┌─ SOURCE TEXT

But I never, ever imagined
our stuff was being stolen--
Stolen? No. We don't
steal, we borrow.
We're Borrowers,
and you're our bean.
Beans provide you
with things to borrow.
But they'll squish you
as soon as look at you.
Who told you that?
My dad.
There are more of you?
Just my dad, my mum,
and my little brother.
There used to be more of us,
but they've gone away.
We're the last
of the Borrowers.
We have to move. The house
is being demolished.
Demolished?
Yeah. My great aunt
left us the house,
But she didn't write it
down in a will,
So now this stupid man
Potter's gonna tear it down.
So we have to move.
But what about us?
You, too, I guess.
This is terrible.
This is...
Terrible!
Maybe there's some way
I can help.
No, no, no, and again, no.
I will not put
the fate of my family
In the hands
of a trap-setting,
Borrower-squishing,
10-year-old bean.
Goes against everything
I was taught,
Everything I believe in.
Your father is
absolutely right...
For once.
Dad, if you'll
just listen--
No! No! No!
It's not going to happen!
[murmuring]
We're inside.
This is
a walkie-talkie.
[squeals]
ow! Ow!
Sorry. This'll
let you know
What's happening
every step of the way.
[slowly] how...Far...Are...
We...Going, bean?
Not far.
The new house is just on
the other side of town,
Next to the old church.
I think it's
about a mile.
A mile?!
Oh, I feel faint.
Listen up, bean!
If anything happens
to my family,
I'm holding you
personally responsible!
Got it?
Yes, sir.
Brought you
something to eat.
And this must be yours.
Dad found it, and
I fixed it for you.
I knew it wasn't mice.
Huh...Ah...
Thank you.
Pete?
He's here, honey.
That's the last of it.
Ooh!
Oof!
Cockpit to corridor. We're
about to pull out. Over.
This is going
to be fun.
[rattling]
Pod: I don't like this.
I don't like this one bit.
We're approaching
the curb. Over.
Bean! You're
going too fast!
Dad, you gotta drive
more carefully.
Aah!
Aah!
[faint yelling]
Dad!
Dad!
Help!
Mum!
Arrietty!
Peagreen!
Help!
Hold on there!
That's it!
Homily:
Peagreen, hold on!
Mum!
Mum!
What shall we do, Pod?
Get the bean on
the walkie-talkie!

└─

* DIRECTION 1
Please write out the entries again, starting with the line that contains "For the pointing benchmark, tag every instance of the green leaf" and going on through the last line of the entries, requests included. Multiply every coordinate in the answers by 2.2 and round to whole numbers, with halves rounding up, while leaving the requests and their format samples unchanged.

┌─ INPUT RECORDS

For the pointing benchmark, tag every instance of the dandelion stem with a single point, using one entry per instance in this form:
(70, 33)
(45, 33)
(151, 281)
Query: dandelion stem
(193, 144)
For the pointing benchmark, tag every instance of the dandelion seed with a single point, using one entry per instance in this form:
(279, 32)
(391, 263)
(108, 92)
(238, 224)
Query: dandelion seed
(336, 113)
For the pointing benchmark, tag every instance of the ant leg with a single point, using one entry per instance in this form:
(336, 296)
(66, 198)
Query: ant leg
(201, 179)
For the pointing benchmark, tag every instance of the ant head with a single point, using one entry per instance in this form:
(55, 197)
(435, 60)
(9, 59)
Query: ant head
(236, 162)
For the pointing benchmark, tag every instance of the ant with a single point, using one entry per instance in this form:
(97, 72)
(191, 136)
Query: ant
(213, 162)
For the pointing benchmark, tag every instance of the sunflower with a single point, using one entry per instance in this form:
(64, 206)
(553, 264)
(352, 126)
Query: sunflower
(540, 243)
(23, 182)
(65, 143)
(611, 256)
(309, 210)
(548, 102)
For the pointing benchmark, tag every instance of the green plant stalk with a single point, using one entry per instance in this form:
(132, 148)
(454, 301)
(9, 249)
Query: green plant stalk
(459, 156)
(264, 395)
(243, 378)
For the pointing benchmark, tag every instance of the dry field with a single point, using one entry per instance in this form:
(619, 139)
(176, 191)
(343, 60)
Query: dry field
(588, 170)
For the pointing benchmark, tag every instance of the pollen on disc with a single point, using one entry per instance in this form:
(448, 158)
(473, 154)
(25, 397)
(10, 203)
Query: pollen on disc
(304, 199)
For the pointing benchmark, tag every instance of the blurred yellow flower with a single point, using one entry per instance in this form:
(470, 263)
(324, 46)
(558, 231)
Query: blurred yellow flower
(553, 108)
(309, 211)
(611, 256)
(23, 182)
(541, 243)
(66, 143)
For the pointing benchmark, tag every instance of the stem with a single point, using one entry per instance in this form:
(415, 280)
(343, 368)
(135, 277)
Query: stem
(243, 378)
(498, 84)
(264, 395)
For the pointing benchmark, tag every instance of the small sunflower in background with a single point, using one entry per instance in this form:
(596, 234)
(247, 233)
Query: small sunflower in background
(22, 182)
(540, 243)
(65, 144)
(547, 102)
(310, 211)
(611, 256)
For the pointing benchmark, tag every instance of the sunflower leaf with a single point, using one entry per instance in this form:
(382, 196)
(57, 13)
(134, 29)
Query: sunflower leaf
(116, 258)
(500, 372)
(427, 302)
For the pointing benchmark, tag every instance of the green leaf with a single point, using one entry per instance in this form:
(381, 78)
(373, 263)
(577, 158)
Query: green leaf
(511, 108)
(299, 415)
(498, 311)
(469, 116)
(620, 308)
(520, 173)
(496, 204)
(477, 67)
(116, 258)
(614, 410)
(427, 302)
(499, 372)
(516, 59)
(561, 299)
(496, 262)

└─

* DIRECTION 2
Condense the speech in the script that begins "Yeah. My great aunt" into one sentence that keeps its main facts.

* EXERCISE SOLUTION 1
For the pointing benchmark, tag every instance of the green leaf with a single point, using one entry per instance in this form:
(381, 78)
(373, 263)
(577, 158)
Query: green leaf
(1124, 238)
(658, 913)
(1096, 684)
(1032, 255)
(1364, 678)
(1144, 381)
(1091, 449)
(1049, 147)
(255, 568)
(1351, 902)
(939, 664)
(1098, 818)
(1135, 130)
(1234, 658)
(1091, 576)

* EXERCISE SOLUTION 2
The speaker's great aunt left the family the house but never wrote it down in a will, so Potter is going to tear it down and they have to move.